WORK INSTRUCTIONS =
- 1) From the forum thread on optometry admission at Al-Shifa, list every institution or country where the poster rafa says an application was made.
- 2) From the forum thread on optometry admission at Al-Shifa, output the part that opens with the words containing "also i want" and closes with "solution I hope so.", copied exactly.
SOURCE TEXT START
# Admission Open Again In Optometry In Al-Shifa



## rafa (Dec 3, 2013)

Al-shifa hospital rawalpindi(PIO) has opened its admission again in B.Sc optometry.Tomorrow is last date,i came to know after contacting them. Students interested hurry up.:thumbsup:especially Arslan you were keen about this.

- - - Updated - - -

website for this http://alshifaeye.org/adannouncement.php


----------



## arslan98765 (Nov 7, 2013)

BUt I am interested in CArdiac perfusion.. and will get in Faisalabad institute of cardiology....
InshaAllah...


----------



## rafa (Dec 3, 2013)

okay that's your choice:thumbsup: but from everyone and everywhere i have listened that cardiac perfusion has no scope in PAKISTAN due to job saturation.Firstly i also thought about it but didn't apply in it due to above reason:roll:


----------



## CHOCLATE (Jul 5, 2013)

i am interested but i want to about merit.........any idea??/


----------



## rafa (Dec 3, 2013)

you can apply, it has entry test and you can do well and i don't think that its merit will be to high but hurry tomorrow is last date.If you send application form today through TCS it will be received by them tomorrow.Application form is in this link ::Al-Shifa Trust Eye Hospital::


----------



## arslan98765 (Nov 7, 2013)

Rafa..where have you applied?
and where have you been selected?


----------



## rafa (Dec 3, 2013)

I applied in Al-SHIFA(PIO)(OPTOMETRY), KING EDWARD(medical lab technology), ALLAMA IQBAL MEDICAL COLLEGE(medical lab technology) its entry test is on 25th december, SHEIKH ZAYED MEDICAL COLLEGE rahim yar khan(medical lab technology) and in IRAN for M.D(Doctor of medicine 7 years) and its interview is on next sunday.


----------



## CHOCLATE (Jul 5, 2013)

tomorrow bank wiil be closed as it is holiday...... how could i made bank draft?/

- - - Updated - - -

also i want to know if i willl tcs them tommorow it will be received by them on monday bcox of sunday between ....... will it be accepted???


----------



## rafa (Dec 3, 2013)

I don't know if banks will be closed tomorrow but i posted this thread early today when banks were still open,actually i sent my forms again today at 5'0 clock due to problem in first one.So, there is only one solution that you call them tomorrow early morning at 9'O clock and tell them your problem they will tell you the solution I hope so.


----------



## CHOCLATE (Jul 5, 2013)
SOURCE TEXT END
PROVIDED MATERIAL START
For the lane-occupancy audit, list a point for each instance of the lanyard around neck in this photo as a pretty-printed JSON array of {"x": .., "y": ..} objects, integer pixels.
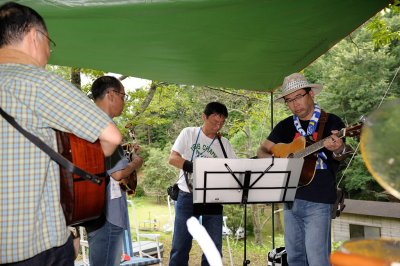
[{"x": 195, "y": 144}]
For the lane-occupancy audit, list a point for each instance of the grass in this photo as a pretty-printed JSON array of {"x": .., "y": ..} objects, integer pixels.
[{"x": 148, "y": 210}]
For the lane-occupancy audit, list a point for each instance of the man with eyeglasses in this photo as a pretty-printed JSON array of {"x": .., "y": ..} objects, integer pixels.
[
  {"x": 33, "y": 229},
  {"x": 105, "y": 236},
  {"x": 308, "y": 219},
  {"x": 192, "y": 143}
]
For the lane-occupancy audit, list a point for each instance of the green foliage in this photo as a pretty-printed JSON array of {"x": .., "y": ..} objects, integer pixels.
[{"x": 158, "y": 174}]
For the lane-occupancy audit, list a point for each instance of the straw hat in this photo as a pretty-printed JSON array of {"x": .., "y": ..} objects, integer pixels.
[{"x": 295, "y": 82}]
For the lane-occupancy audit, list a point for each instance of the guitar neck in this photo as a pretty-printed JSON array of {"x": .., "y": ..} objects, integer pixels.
[{"x": 314, "y": 147}]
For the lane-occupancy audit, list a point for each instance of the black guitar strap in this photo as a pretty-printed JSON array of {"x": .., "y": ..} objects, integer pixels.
[
  {"x": 53, "y": 154},
  {"x": 322, "y": 121}
]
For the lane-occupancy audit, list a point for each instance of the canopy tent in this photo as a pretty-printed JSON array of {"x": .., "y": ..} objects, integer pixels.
[{"x": 229, "y": 43}]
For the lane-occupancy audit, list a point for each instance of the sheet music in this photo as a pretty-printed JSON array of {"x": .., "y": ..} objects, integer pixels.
[{"x": 212, "y": 177}]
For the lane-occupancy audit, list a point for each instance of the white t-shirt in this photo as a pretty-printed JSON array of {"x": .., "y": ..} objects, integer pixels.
[{"x": 205, "y": 147}]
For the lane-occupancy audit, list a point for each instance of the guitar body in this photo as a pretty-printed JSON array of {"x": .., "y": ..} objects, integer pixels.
[
  {"x": 283, "y": 150},
  {"x": 306, "y": 148},
  {"x": 81, "y": 200}
]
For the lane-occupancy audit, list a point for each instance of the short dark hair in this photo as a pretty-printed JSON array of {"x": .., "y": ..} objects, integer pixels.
[
  {"x": 216, "y": 108},
  {"x": 16, "y": 20},
  {"x": 102, "y": 85}
]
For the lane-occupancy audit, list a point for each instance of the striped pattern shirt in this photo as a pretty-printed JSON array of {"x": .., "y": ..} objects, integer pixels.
[{"x": 31, "y": 217}]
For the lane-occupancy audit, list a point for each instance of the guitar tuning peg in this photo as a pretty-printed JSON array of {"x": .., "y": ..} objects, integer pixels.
[{"x": 364, "y": 120}]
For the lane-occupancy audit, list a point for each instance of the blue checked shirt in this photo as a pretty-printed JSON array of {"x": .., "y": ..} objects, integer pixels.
[{"x": 31, "y": 217}]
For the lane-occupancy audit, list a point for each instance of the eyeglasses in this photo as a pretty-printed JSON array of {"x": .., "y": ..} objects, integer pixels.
[
  {"x": 297, "y": 98},
  {"x": 125, "y": 96},
  {"x": 51, "y": 42}
]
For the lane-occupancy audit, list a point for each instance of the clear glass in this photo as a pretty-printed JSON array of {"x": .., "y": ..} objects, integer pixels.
[{"x": 380, "y": 146}]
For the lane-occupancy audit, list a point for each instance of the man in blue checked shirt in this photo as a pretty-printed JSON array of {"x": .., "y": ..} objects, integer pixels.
[{"x": 33, "y": 230}]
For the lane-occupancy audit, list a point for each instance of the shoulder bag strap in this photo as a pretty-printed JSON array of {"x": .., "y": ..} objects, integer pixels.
[
  {"x": 47, "y": 149},
  {"x": 222, "y": 146}
]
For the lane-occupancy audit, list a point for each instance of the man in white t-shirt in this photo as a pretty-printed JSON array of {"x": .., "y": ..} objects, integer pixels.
[{"x": 192, "y": 143}]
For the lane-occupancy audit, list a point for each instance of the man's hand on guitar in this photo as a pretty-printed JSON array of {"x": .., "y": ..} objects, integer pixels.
[{"x": 335, "y": 144}]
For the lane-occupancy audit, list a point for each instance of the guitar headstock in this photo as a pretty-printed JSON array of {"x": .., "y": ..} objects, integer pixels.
[{"x": 351, "y": 131}]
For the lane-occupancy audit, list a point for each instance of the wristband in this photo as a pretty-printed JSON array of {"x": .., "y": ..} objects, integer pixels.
[
  {"x": 337, "y": 155},
  {"x": 188, "y": 166}
]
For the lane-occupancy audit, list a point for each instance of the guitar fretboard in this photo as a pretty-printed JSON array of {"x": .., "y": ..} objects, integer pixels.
[{"x": 315, "y": 146}]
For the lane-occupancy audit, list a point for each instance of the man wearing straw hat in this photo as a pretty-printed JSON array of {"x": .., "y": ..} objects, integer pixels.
[{"x": 308, "y": 219}]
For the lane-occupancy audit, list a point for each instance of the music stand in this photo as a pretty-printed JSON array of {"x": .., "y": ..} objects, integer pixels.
[{"x": 243, "y": 181}]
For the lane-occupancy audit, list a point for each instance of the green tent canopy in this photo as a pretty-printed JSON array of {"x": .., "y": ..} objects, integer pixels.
[{"x": 244, "y": 44}]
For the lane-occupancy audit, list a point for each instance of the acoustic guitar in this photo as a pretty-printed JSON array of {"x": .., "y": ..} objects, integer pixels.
[
  {"x": 81, "y": 199},
  {"x": 306, "y": 148},
  {"x": 129, "y": 184}
]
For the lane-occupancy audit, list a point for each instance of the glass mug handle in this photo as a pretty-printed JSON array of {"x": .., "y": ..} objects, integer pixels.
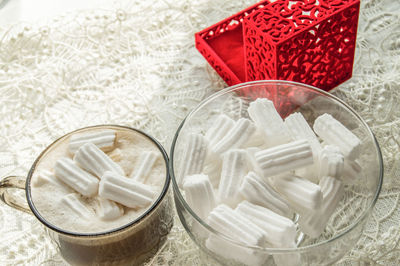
[{"x": 8, "y": 189}]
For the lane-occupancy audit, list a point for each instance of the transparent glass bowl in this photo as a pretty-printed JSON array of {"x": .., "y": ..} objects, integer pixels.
[{"x": 345, "y": 225}]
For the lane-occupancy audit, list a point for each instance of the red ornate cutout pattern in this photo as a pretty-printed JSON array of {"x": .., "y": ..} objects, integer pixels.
[
  {"x": 308, "y": 41},
  {"x": 213, "y": 45}
]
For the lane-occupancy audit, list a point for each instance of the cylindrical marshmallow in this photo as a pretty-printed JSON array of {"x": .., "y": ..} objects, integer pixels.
[
  {"x": 108, "y": 210},
  {"x": 81, "y": 181},
  {"x": 241, "y": 132},
  {"x": 302, "y": 195},
  {"x": 262, "y": 111},
  {"x": 314, "y": 224},
  {"x": 256, "y": 191},
  {"x": 234, "y": 168},
  {"x": 212, "y": 167},
  {"x": 144, "y": 166},
  {"x": 225, "y": 220},
  {"x": 193, "y": 156},
  {"x": 219, "y": 129},
  {"x": 74, "y": 202},
  {"x": 331, "y": 162},
  {"x": 300, "y": 129},
  {"x": 125, "y": 191},
  {"x": 103, "y": 139},
  {"x": 47, "y": 177},
  {"x": 351, "y": 170},
  {"x": 333, "y": 132},
  {"x": 279, "y": 230},
  {"x": 284, "y": 158},
  {"x": 199, "y": 194},
  {"x": 94, "y": 160}
]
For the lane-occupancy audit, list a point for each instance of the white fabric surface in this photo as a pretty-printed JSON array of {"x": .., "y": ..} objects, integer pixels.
[{"x": 134, "y": 63}]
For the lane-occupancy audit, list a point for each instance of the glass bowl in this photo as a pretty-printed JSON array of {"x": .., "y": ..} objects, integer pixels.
[{"x": 345, "y": 225}]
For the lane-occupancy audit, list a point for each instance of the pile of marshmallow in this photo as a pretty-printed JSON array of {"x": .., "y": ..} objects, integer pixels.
[
  {"x": 91, "y": 173},
  {"x": 248, "y": 178}
]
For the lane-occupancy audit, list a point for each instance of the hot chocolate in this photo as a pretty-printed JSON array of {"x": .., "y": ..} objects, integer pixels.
[{"x": 63, "y": 199}]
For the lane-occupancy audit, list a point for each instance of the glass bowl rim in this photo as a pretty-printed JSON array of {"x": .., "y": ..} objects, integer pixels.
[{"x": 233, "y": 88}]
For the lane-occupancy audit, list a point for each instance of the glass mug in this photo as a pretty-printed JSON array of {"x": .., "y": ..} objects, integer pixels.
[{"x": 132, "y": 243}]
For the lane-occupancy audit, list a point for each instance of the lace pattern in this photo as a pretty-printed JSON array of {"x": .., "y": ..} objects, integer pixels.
[{"x": 137, "y": 66}]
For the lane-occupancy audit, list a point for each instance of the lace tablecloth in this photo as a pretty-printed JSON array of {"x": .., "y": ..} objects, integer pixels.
[{"x": 136, "y": 65}]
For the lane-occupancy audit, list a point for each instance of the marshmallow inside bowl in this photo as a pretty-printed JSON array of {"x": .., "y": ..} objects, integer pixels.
[{"x": 274, "y": 172}]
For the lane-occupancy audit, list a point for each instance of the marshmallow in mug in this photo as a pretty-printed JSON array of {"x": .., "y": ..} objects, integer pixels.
[
  {"x": 92, "y": 185},
  {"x": 292, "y": 167}
]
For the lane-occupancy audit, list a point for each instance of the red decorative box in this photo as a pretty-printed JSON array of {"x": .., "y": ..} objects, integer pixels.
[{"x": 309, "y": 41}]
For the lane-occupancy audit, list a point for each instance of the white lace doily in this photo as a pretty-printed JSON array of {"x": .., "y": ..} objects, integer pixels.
[{"x": 138, "y": 66}]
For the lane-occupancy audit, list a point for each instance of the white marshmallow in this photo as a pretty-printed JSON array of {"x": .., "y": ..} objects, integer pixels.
[
  {"x": 279, "y": 230},
  {"x": 193, "y": 156},
  {"x": 331, "y": 162},
  {"x": 284, "y": 158},
  {"x": 351, "y": 170},
  {"x": 74, "y": 202},
  {"x": 103, "y": 139},
  {"x": 47, "y": 177},
  {"x": 94, "y": 160},
  {"x": 212, "y": 168},
  {"x": 302, "y": 195},
  {"x": 234, "y": 168},
  {"x": 262, "y": 111},
  {"x": 108, "y": 210},
  {"x": 125, "y": 191},
  {"x": 225, "y": 220},
  {"x": 255, "y": 190},
  {"x": 314, "y": 224},
  {"x": 81, "y": 181},
  {"x": 333, "y": 132},
  {"x": 199, "y": 194},
  {"x": 236, "y": 226},
  {"x": 144, "y": 166},
  {"x": 241, "y": 132},
  {"x": 299, "y": 129},
  {"x": 258, "y": 139},
  {"x": 219, "y": 129}
]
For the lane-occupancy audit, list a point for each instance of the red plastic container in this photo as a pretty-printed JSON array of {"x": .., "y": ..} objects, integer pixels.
[{"x": 308, "y": 41}]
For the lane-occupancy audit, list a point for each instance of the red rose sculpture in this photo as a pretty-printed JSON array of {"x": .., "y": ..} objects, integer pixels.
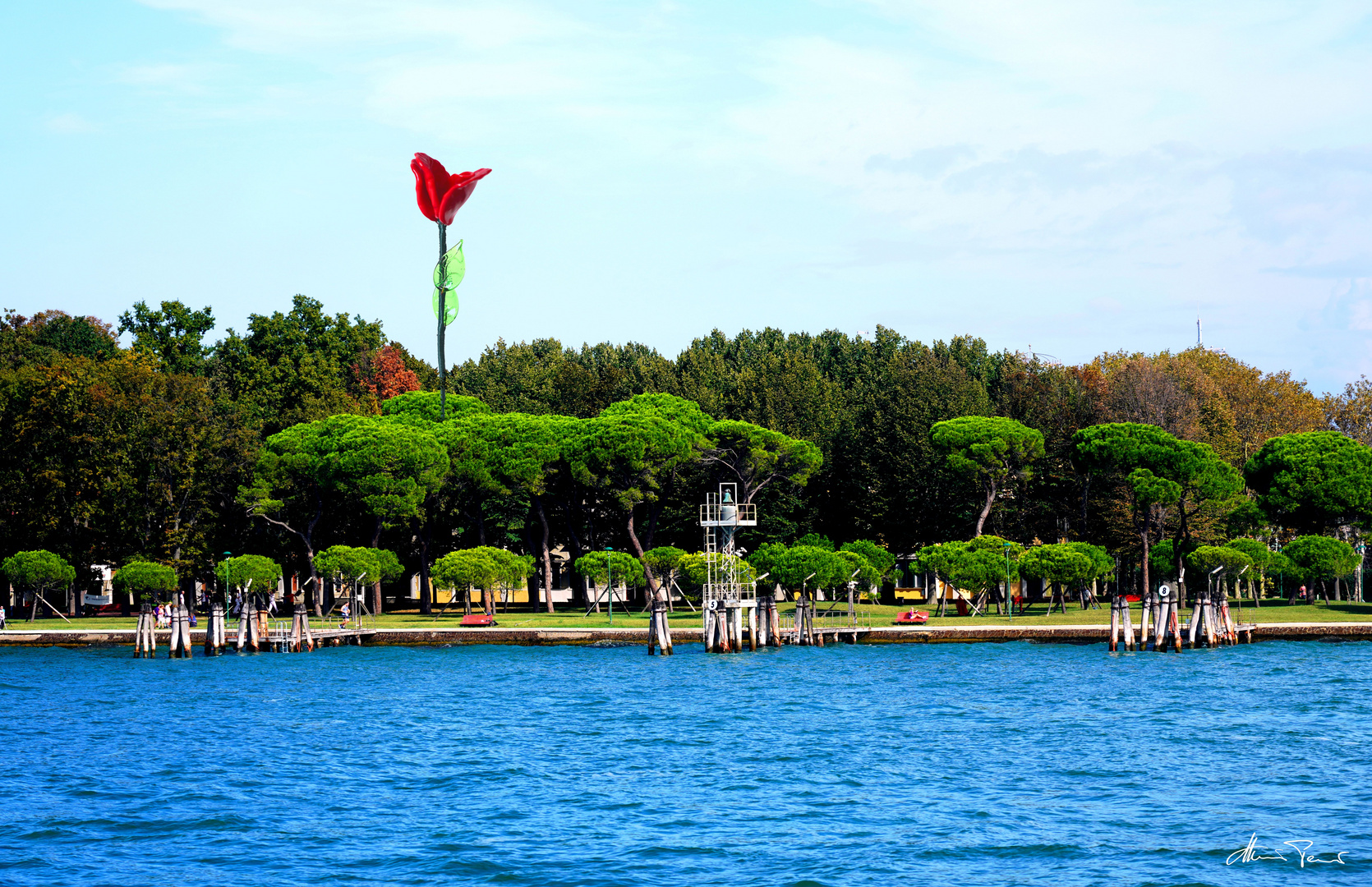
[{"x": 438, "y": 194}]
PROVIDED MATERIAL END
WRITTEN RESPONSES =
- 1)
- Al-Shifa (PIO)
- King Edward
- Allama Iqbal Medical College
- Sheikh Zayed Medical College, Rahim Yar Khan
- Iran

- 2)
also i want to know if i willl tcs them tommorow it will be received by them on monday bcox of sunday between ....... will it be accepted???


----------



## rafa (Dec 3, 2013)

I don't know if banks will be closed tomorrow but i posted this thread early today when banks were still open,actually i sent my forms again today at 5'0 clock due to problem in first one.So, there is only one solution that you call them tomorrow early morning at 9'O clock and tell them your problem they will tell you the solution I hope so.